§ SET EXERCISE
Write out all of the data below line for line, changing nothing.

[Pointing records for named objects]
::::::
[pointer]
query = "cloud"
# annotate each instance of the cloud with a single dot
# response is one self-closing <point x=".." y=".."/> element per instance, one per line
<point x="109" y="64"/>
::::::
§ CORRECT RESULT
[pointer]
query = "cloud"
# annotate each instance of the cloud with a single dot
# response is one self-closing <point x=".." y=".."/> element per instance, one per line
<point x="109" y="64"/>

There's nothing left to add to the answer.